You are a Mother First

Oleh shinta lestari pada Rabu, 02 Oktober 2013
Seputar Our Stories

Sebagai ibu bekerja, sudah menjadi pilihan saya, walaupun berat rasanya untuk pergi setiap ke kantor setiap pagi dan meninggalkan anak-anak di rumah. Saya yakin semua ibu bekerja mempunyai perasaan seperti saya setiap pagi ketika harus pergi ke kantor. Rasanya malas sekali meninggalkan rumah, apalagi ketika Senin datang, setelah dua hari penuh meluangkan waktu bersama anak-anak.

Tapi menjadi ibu pekerja adalah pilihan yang saya inginkan ketika anak-anak lahir. Ketika anak pertama saya lahir, saya sempat berpikir, apa sebaiknya saya di rumah saja. Rasanya tidak tega meninggalkan anak di rumah dan dijaga oleh orang lain. Lalu ibu saya, yang sebenarnya ibu rumah tangga, meminta saya untuk tidak usah memikirkan hal itu. Menurut Mama, sebaiknya saya tetap bekerja karena itu bagus untuk saya dan jati diri saya, tidak hanya sebagai Ibu tapi juga bisa berprestasi di luar sana. Saya menurut, walaupun dengan berat hati. Saya juga bingung, bagaimana mungkin Ibu saya berpikir seperti itu ya? Padahal ibu dulu tidak bekerja.

Tapi seiring dengan waktu, saya mengerti apa yang dikatakan Mama. Beliau tahu benar kalau saya ini orang yang tidak bisa diam. Kalaupun saya ada di rumah, saya pasti tetap akan berkarya. Dan ketika saya memutuskan untuk tetap bekerja, saya pasti akan bisa mengatur waktu saya dengan baik agar peran saya sebagai Ibu tetap besar bagi anak-anak saya.

Terbukti, saya berhati-hati sekali dalam menjalani waktu saya di kantor. Saya berusaha "mengerem" karier saya karena saya ingin punya banyak waktu dengan anak saya, tanpa harus stres dan sibuk dengan kegiatan-kegiatan kantor yang tidak ada habisnya. Lalu anak kedua saya lahir, dan saya memiliki bos baru, seorang wanita yang mungkin hanya beda 3-4 tahun umurnya dari saya. Sudah mempunya jabatan yang amat sangat senior dan memiliki dua anak laki-laki yang masih kecil. Dari awal, bos saya ini menegaskan kalau waktu bekerjanya hanyalah dari jam 8 sampai jam 6 sore karena dia harus pulang dan menidurkan anak-anaknya. Beliau mengajarkan kepada saya tentang pentingnya waktu berkualitas bersama anak. Bos saya ini sibuk luar biasa, dan walaupun dia pulang jam 6 sore setiap hari, jam 10 malam dia terlihat kembali bekerja dan email-email balasan banyak berdatangan darinya di malam hari. Saya berpikir, apabila beliau bisa melakukan hal itu, kenapa saya tidak?

Saya belajar untuk mengatur waktu antara menjadi seorang profesional yang penuh dengan tuntutan pekerjaan dan seorang Ibu yang tak lekang dari mengurus anak-anak di rumah.

----------------------------------------

• **Permintaan 1**: Tulis ulang bagian dari "You are a Mother" hingga "waktu bersama anak-anak." dalam tulisan tentang ibu bekerja, dengan mengganti "kantor" menjadi "tempat kerja".
• **Permintaan 2**: Lanjutkan tulisan tentang ibu bekerja setelah kalimat terakhir yang tercantum.

• **Informasi yang Diberikan**:
----------------------------------------

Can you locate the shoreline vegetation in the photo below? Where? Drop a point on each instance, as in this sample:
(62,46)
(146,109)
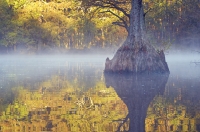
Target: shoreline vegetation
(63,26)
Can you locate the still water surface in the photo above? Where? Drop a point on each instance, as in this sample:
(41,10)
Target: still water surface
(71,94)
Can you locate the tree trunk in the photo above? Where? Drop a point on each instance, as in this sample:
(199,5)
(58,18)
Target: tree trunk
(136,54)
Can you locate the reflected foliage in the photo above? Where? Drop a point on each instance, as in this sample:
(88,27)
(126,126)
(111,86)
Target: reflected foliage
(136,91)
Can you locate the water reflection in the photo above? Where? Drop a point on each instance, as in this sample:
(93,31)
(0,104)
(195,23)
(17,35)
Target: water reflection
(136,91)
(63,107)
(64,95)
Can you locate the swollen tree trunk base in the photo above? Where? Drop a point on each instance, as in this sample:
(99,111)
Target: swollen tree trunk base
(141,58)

----------------------------------------

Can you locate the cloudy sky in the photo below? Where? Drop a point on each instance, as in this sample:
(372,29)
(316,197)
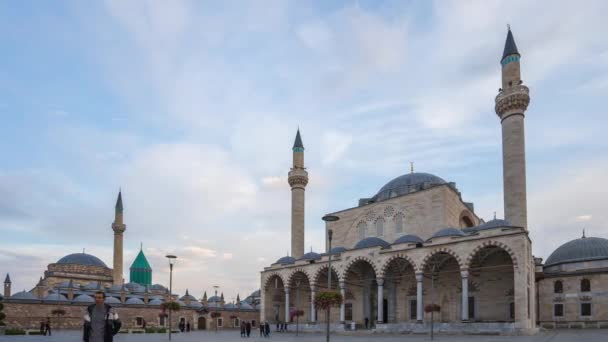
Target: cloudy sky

----------------------------------------

• **Jawaban Akhir 1**:
You are a Mother First

Oleh shinta lestari pada Rabu, 02 Oktober 2013
Seputar Our Stories

Sebagai ibu bekerja, sudah menjadi pilihan saya, walaupun berat rasanya untuk pergi setiap ke tempat kerja setiap pagi dan meninggalkan anak-anak di rumah. Saya yakin semua ibu bekerja mempunyai perasaan seperti saya setiap pagi ketika harus pergi ke tempat kerja. Rasanya malas sekali meninggalkan rumah, apalagi ketika Senin datang, setelah dua hari penuh meluangkan waktu bersama anak-anak.

• **Jawaban Akhir 2**:
Perasaan bersalah yang dulu pernah hinggap karena harus bekerja, pelan-pelan mulai hilang. Tentu saya sedih ketika banyak hal yang mungkin saya bukan menjadi orang pertama yang melihatnya. Tapi saya selalu ada secara presence untuk kedua anak saya. Saya tetap ada ketika bangun di pagi hari, sarapan pagi dan makan malam. Saya luangkan waktu untuk mengajari anak pertama saya untuk latihan piano setiap malam, dan bermain dengan si kecil sampai puas dan tertidur. Bahkan, saya masih menyusui anak kedua saya di usianya yang 20 bulan. Kesibukan dan tanggung jawab saya di kantor makin banyak, kadang sampai saya tidak mengambil izin sakit atau cuti karena meeting di sana sini yang saya harus hadiri. Tapi selama tidak mengganggu kegiatan anak-anak, saya tidak masalah. Kalau saya mesti hadir di sekolah anak-anak, kantor terpaksa harus menunggu atau saya cuti.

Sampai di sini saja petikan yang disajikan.